## BEGIN

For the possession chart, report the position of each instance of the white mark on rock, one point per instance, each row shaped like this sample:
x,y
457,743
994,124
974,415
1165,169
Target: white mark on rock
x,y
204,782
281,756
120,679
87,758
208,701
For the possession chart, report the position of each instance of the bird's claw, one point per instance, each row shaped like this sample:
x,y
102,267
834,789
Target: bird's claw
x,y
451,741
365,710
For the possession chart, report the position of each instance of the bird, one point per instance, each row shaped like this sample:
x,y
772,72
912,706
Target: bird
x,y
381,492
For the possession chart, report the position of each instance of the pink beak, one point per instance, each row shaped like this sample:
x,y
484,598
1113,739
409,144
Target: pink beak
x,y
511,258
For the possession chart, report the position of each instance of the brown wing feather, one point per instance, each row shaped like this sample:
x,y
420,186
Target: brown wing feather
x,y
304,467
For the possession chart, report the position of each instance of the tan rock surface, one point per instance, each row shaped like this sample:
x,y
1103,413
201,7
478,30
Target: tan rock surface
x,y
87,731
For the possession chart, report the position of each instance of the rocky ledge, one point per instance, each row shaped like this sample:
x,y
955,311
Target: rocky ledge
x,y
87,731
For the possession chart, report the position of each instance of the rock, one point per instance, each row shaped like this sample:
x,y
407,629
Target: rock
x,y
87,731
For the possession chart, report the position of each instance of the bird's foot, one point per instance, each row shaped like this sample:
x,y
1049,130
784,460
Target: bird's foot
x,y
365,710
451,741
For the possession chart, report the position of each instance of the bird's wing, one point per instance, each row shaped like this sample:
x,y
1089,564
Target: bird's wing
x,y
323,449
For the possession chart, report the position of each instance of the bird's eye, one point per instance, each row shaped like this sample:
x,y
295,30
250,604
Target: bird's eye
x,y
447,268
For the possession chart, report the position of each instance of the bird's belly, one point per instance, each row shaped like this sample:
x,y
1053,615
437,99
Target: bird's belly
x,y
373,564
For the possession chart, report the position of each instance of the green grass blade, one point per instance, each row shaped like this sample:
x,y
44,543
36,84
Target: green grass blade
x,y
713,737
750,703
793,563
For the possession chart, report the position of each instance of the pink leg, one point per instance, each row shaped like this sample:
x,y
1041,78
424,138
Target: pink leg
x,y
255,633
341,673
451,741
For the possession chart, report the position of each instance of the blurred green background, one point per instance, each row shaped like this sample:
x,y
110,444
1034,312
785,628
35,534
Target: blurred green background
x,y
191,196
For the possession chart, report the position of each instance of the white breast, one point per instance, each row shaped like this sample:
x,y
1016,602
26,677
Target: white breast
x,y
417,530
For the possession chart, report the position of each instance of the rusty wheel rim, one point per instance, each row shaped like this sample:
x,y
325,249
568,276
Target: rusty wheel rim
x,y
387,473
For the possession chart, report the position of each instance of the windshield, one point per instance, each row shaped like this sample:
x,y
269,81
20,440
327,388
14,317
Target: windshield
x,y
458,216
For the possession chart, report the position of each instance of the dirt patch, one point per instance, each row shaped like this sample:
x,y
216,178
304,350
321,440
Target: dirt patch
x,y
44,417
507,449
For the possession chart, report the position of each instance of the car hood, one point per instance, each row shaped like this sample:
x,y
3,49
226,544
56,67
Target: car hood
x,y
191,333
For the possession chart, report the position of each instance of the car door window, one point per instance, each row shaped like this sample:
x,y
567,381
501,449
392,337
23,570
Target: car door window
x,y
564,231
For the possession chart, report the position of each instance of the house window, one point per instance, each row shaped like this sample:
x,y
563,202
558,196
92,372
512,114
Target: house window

## END

### Stated problem
Convert every line of the listing above into a numbered list, skipping any blank lines.

### Task result
1. For the possession chart, report the position of each instance of the white mark on rock, one point per instance, each row shaped like this sample:
2. x,y
3. 457,743
4. 994,124
5. 974,415
6. 1165,169
7. Target: white mark on rock
8. x,y
9. 204,782
10. 281,756
11. 120,679
12. 87,758
13. 208,701
14. For the possession chart, report the position of each instance of the bird's claw, one point per instance, each row shaped like this sample:
15. x,y
16. 102,267
17. 834,789
18. Target: bird's claw
19. x,y
20. 451,741
21. 365,710
22. For the possession chart, report the position of each instance of the bird, one point per instance, each row shaped like this sample:
23. x,y
24. 772,72
25. 912,706
26. Target: bird
27. x,y
28. 381,492
29. For the possession chart, report the position of each instance of the pink beak, one point per instance, each row shaped like this sample:
30. x,y
31. 484,598
32. 1113,739
33. 409,144
34. Target: pink beak
35. x,y
36. 511,258
37. For the possession chart, report the position of each instance of the brown wing feather, one point per instance, each row shaped like this sample:
38. x,y
39. 420,186
40. Target: brown wing feather
41. x,y
42. 304,467
43. For the possession chart, report the position of each instance of the tan rock surface, one point per instance, each row shaped like this sample:
44. x,y
45. 1103,413
46. 201,7
47. 478,30
48. Target: tan rock surface
49. x,y
50. 87,731
51. For the possession chart, report the position of each instance of the rocky ledge, one point per instance, each row shaped like this sample:
52. x,y
53. 955,311
54. Target: rocky ledge
55. x,y
56. 87,731
57. For the possession chart, report the position of each instance of the rock, one point per instance, each row shaped like this sample:
58. x,y
59. 407,629
60. Target: rock
61. x,y
62. 87,731
63. For the possession chart, report the position of each instance of the bird's foot, one point per instance, each row shaped like this sample:
64. x,y
65. 1049,130
66. 784,460
67. Target: bird's foot
68. x,y
69. 365,710
70. 451,741
71. For the possession chart, report the position of each instance of the bird's wing, one point per instance, each row shaped like this sample:
72. x,y
73. 1089,564
74. Target: bird's wing
75. x,y
76. 323,449
77. For the possession chart, report the position of each instance of the bird's eye, one point per instance, each row shaped like this sample:
78. x,y
79. 295,30
80. 250,604
81. Target: bird's eye
82. x,y
83. 447,268
84. For the possession chart, report the position of each instance of the bird's belly, one point per instance, each row shaped like this sample:
85. x,y
86. 1053,615
87. 437,99
88. Target: bird's belly
89. x,y
90. 373,564
91. For the possession chart, report the position of each instance of the green grass blade, one point per instance, each row shaped like this sample:
92. x,y
93. 44,543
94. 36,84
95. Target: green grass blade
96. x,y
97. 713,737
98. 750,703
99. 793,563
100. For the possession chart, report the position of each instance of the pink leg, one point per instance, each row shaped like this sample:
101. x,y
102. 1041,78
103. 424,138
104. Target: pink leg
105. x,y
106. 255,633
107. 341,673
108. 451,741
109. For the possession chart, report the position of each instance of the blurred green background, one point per instance, each row shaped like this sample:
110. x,y
111. 110,444
112. 1034,312
113. 785,628
114. 35,534
115. Target: blurred green background
116. x,y
117. 191,196
118. For the possession chart, report the position of each instance of the white breast, one point per instance, each row shaped like this sample:
119. x,y
120. 1016,602
121. 26,677
122. Target: white breast
123. x,y
124. 417,530
125. For the possession chart, report the position of each instance of the rusty wheel rim, one point per instance, each row shaped like this sample:
126. x,y
127. 325,249
128. 568,276
129. Target: rusty wheel rim
130. x,y
131. 387,473
132. For the possession chart, report the position of each instance of the windshield, one point per instance, each row shaped like this sample:
133. x,y
134. 269,81
135. 20,440
136. 327,388
137. 14,317
138. Target: windshield
139. x,y
140. 458,216
141. For the possession chart, report the position of each instance of the dirt patch, one point per instance, each row shaped like this sample:
142. x,y
143. 216,178
144. 304,350
145. 321,440
146. Target: dirt patch
147. x,y
148. 44,417
149. 507,449
150. For the possession chart, report the position of each instance of the car hood, one point per instance, each row shaped like this sample:
151. x,y
152. 3,49
153. 226,544
154. 56,67
155. Target: car hood
156. x,y
157. 191,333
158. For the possession chart, report the position of each instance of the car door window, one point per instance, each row shaped like this sample:
159. x,y
160. 567,381
161. 501,449
162. 392,337
163. 23,570
164. Target: car door window
165. x,y
166. 564,231
167. For the possession chart, report the position of each instance of the house window, one point per instance, each row shaped like this sample:
168. x,y
169. 563,202
170. 558,196
171. 92,372
172. 512,114
173. Target: house window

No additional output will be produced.